Instructions to follow — Transcribe every line of the data below, keeping each one identical to the original.

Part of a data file

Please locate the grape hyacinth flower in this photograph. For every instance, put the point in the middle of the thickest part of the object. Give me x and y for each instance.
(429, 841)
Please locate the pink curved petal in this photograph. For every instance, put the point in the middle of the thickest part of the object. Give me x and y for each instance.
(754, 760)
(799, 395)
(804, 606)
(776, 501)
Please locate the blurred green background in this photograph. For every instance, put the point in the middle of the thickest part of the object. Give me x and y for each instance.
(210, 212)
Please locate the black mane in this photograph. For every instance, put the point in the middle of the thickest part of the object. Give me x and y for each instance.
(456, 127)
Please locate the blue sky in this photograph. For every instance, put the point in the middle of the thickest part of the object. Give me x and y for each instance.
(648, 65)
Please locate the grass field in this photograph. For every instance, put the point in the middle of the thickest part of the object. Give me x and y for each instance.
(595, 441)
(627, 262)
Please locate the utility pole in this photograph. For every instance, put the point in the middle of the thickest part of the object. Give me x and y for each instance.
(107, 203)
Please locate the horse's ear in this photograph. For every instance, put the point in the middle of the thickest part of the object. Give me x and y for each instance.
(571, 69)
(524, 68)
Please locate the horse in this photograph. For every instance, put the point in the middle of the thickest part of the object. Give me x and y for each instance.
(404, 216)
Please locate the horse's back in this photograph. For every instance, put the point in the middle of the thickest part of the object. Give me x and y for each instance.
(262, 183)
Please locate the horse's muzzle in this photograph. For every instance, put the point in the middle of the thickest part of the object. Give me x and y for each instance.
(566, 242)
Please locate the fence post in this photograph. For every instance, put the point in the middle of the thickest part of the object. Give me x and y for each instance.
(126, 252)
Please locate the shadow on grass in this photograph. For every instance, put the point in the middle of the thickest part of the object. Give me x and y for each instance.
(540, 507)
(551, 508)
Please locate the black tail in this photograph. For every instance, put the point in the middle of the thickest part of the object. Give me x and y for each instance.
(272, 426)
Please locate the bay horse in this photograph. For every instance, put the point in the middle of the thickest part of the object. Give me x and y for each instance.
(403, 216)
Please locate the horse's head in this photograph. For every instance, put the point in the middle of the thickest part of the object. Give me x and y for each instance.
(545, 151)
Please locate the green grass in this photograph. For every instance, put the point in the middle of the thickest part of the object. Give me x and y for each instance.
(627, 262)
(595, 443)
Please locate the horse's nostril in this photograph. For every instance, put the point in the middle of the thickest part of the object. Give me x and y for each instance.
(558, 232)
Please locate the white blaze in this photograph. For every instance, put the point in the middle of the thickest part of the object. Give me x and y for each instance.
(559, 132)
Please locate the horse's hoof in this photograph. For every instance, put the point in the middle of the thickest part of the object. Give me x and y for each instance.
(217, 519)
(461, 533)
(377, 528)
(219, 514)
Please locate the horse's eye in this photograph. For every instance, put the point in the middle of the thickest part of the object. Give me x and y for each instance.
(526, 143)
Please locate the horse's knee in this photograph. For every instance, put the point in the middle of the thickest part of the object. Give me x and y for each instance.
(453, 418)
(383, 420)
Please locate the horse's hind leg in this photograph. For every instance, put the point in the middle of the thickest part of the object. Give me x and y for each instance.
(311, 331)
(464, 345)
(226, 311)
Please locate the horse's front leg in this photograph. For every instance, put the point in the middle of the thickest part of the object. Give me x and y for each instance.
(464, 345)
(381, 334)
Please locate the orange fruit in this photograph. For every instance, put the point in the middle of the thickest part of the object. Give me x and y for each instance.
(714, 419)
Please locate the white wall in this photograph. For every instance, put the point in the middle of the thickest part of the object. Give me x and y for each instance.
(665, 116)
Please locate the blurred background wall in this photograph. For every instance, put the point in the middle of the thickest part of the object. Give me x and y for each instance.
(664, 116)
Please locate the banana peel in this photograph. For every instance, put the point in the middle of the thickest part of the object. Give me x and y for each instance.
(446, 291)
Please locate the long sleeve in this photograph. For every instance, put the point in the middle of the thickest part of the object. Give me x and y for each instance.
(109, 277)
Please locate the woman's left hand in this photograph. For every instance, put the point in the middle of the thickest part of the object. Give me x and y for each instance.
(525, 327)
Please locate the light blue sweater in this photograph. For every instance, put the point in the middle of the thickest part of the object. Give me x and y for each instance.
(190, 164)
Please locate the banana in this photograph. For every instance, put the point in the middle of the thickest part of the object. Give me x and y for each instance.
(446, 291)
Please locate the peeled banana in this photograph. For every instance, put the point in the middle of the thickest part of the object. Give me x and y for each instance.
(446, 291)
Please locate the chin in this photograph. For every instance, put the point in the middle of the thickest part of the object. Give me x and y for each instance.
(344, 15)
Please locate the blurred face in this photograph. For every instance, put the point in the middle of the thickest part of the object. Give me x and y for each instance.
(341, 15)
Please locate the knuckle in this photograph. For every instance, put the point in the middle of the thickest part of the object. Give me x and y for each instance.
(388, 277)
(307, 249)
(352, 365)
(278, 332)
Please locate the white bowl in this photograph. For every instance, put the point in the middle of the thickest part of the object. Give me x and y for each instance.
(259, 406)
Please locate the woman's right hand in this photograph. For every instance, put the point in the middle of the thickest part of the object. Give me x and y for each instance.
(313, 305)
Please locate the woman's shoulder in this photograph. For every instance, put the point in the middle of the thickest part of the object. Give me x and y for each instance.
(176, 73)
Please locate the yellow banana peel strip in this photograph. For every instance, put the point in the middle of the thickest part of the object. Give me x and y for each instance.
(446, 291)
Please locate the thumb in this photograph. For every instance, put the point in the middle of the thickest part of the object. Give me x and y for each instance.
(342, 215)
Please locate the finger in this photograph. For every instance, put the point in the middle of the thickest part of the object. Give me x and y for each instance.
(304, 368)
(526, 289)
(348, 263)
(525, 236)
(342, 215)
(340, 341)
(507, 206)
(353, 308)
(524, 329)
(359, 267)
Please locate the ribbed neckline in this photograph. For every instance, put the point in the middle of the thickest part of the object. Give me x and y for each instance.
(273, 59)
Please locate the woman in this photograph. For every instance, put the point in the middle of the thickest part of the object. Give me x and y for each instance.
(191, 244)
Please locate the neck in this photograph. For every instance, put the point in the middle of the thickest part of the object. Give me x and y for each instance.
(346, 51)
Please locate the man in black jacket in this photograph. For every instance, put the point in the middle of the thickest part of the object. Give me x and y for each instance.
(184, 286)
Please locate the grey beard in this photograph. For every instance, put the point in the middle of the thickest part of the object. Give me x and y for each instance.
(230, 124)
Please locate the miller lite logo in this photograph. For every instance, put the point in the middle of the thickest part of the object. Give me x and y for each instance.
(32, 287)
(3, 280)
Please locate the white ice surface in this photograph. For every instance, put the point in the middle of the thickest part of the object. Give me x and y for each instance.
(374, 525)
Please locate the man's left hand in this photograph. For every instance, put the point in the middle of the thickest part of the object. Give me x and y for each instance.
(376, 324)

Expected output —
Please locate the grape hyacinth flower in this photograph. For every instance, put the point in the middle of the thickest part of the object. Give me x and y for each instance.
(429, 841)
Please locate the pink curved petal in this photograph. For every instance, put the point in the middle of the thickest part of the object. Give me x and y for each instance.
(754, 760)
(799, 395)
(804, 606)
(776, 501)
Please locate the blurred green background in this photograph. For every instance, put the point in the middle of the thickest part of the object. Give me x and y for each instance.
(210, 212)
Please locate the black mane in this photograph. For every instance, put the point in the middle of the thickest part of the object. Give me x and y for each instance.
(456, 127)
Please locate the blue sky in this photograph. For every instance, put the point in the middle of the thickest part of the object. Give me x and y for each instance.
(648, 65)
Please locate the grass field in this photograph. For every instance, put the point in the middle of the thickest part of the object. Give me x and y for each instance.
(595, 441)
(627, 262)
Please locate the utility pole in this photograph. For every instance, put the point in the middle of the thickest part of the object. Give me x and y for each instance.
(107, 203)
Please locate the horse's ear in this photograph. For every instance, put the point in the middle of the thickest part of the object. Give me x and y for each instance.
(571, 69)
(524, 68)
Please locate the horse in this photograph. For every instance, put the point in the middle of the thickest part of the object. Give me x and y for each instance.
(404, 216)
Please locate the horse's back in this photograph. For every instance, put the point in the middle of the thickest part of the object. Give me x and y for each instance.
(262, 183)
Please locate the horse's muzzle in this photograph. For every instance, put the point in the middle of the thickest part of the object. Give me x and y for each instance.
(566, 242)
Please locate the fence post in this photograph. For every instance, put the point in the middle of the thickest part of the object. Give me x and y for each instance.
(126, 252)
Please locate the shadow on grass in this photograph. For every instance, put the point in the middle of the thickest part of the object. Give me x and y for each instance.
(540, 507)
(551, 508)
Please locate the black tail in this photograph. For every instance, put the point in the middle of the thickest part of the object. Give me x and y for each instance.
(272, 426)
Please locate the bay horse in this photograph. For every instance, put the point in the middle of the thickest part of the object. Give me x and y for each instance.
(403, 216)
Please locate the horse's head in this photograph. For every instance, put the point in the middle of the thickest part of the object. Give me x and y for each instance.
(545, 151)
Please locate the green grass in this photograph. For every instance, put the point in the middle of the thickest part of the object. Give me x and y for each instance.
(627, 262)
(595, 443)
Please locate the horse's nostril in this photograph. For every instance, put the point in the middle of the thickest part of the object. Give me x and y for each instance.
(558, 232)
Please locate the white blaze in this photograph. For every instance, put the point in the middle of the thickest part of the object. Give me x and y for each instance.
(559, 132)
Please locate the horse's hoof in this photograph. For every instance, put the point in the middle of the thickest part of the object. Give me x and y for each instance.
(217, 519)
(461, 533)
(377, 528)
(219, 514)
Please locate the horse's eye in this photograph. For every instance, put the point in the middle of the thickest part of the object. Give me x and y for each instance.
(526, 143)
Please locate the horse's knee in this photograph. For every instance, put the point in the middle of the thickest part of the object. Give me x and y for each instance.
(453, 418)
(383, 420)
Please locate the horse's hind leg in this photograph. For every instance, put the point in the middle of the thickest part of the object. Give me x and y for each instance.
(311, 331)
(464, 345)
(226, 311)
Please locate the horse's front leg in this photograph. For every instance, put the point in the middle of the thickest part of the object. Give me x and y for each instance.
(464, 345)
(381, 334)
Please locate the orange fruit in this photograph. For every instance, put the point in the middle of the thickest part of the object. Give me x and y for each instance.
(714, 419)
Please locate the white wall in this photograph. For every instance, put the point in the middle of the thickest part of the object. Give me x and y for each instance.
(665, 116)
Please locate the blurred background wall in this photograph. For every instance, put the point in the middle of the thickest part of the object. Give me x and y for each instance.
(664, 116)
Please locate the banana peel in this photograph. For every instance, put the point in the middle of the thickest part of the object. Give me x and y for each instance.
(446, 291)
Please locate the long sleeve in this photograph. For every instance, put the point in the middle of the thickest part of the object. Give me x and y for each instance.
(109, 277)
Please locate the woman's left hand in this photograph. For every instance, put the point in the middle of the thickest part of the object. Give me x and y for each instance.
(525, 327)
Please locate the light blue sweater in this photograph. For every instance, put the point in the middle of the thickest part of the object. Give me x and y for each instance.
(190, 164)
Please locate the banana in this photograph. For every instance, put the point in the middle of the thickest part of the object. Give me x and y for each instance.
(446, 291)
Please locate the peeled banana in this photograph. For every instance, put the point in the middle of the thickest part of the object. Give me x and y for each instance.
(446, 291)
Please locate the chin in this photograph. For every instance, put the point in the middle of the thickest part of the object. Give me x and y for each instance.
(344, 15)
Please locate the blurred face in this photograph. For every instance, put the point in the middle of the thickest part of the object. Give me x and y for each instance.
(341, 15)
Please locate the knuckle in this photograph. For every instance, put the point in the middle of the thickest part of the object. Give me x and y for each instance.
(388, 277)
(307, 249)
(352, 365)
(278, 332)
Please locate the white bowl in this photograph. For every instance, put the point in the middle of the thickest part of the object. Give me x and y for each instance.
(259, 406)
Please locate the woman's right hand in this photograph. For every instance, put the point in the middle of the thickest part of the object. Give me x and y for each instance.
(313, 305)
Please locate the woman's shoulder in this photograph. For every instance, put the point in the middle of the thickest part of the object. Give me x and y for each instance.
(176, 73)
Please locate the yellow banana peel strip in this photograph. For every instance, put the point in the middle of the thickest part of the object. Give me x and y for each instance.
(446, 291)
Please locate the thumb in this photograph. For every instance, put the point in the middle of the thickest part of the object. Give me x and y for each instance.
(342, 215)
Please locate the finger in this photograph. For every instance, put the point in the middle of the thickest part of the object. Give me x and y for each instance.
(304, 368)
(526, 289)
(348, 263)
(525, 236)
(342, 215)
(340, 341)
(507, 206)
(353, 308)
(524, 329)
(359, 267)
Please locate the ribbed neckline in this photograph. For every instance, put the point in the middle of the thickest part of the object. Give me x and y for each instance.
(273, 59)
Please locate the woman in this photograph. For every instance, put the point in the middle of the thickest part of the object. Give me x and y for each instance.
(191, 244)
Please locate the neck in this photograph. For every instance, put the point in the middle of the thickest part of the object. Give me x and y for each instance.
(346, 51)
Please locate the man in black jacket in this photograph. For every instance, put the point in the middle of the thickest part of the object. Give me x and y for each instance.
(184, 286)
Please locate the grey beard in this photograph. For every instance, put the point in the middle of the thickest part of the object. Give me x and y for each instance.
(230, 124)
Please locate the miller lite logo in this photograph. For every instance, put the point in the middle of the thickest part of the object. Give me x and y for each instance.
(32, 287)
(3, 280)
Please locate the white ice surface in this photograph. For every instance, put the point in the middle of the thickest part of the object. Give me x and y for each instance.
(374, 525)
Please locate the man's left hand in this photograph. For every instance, put the point in the middle of the thickest part of the object. Give me x and y for each instance.
(376, 324)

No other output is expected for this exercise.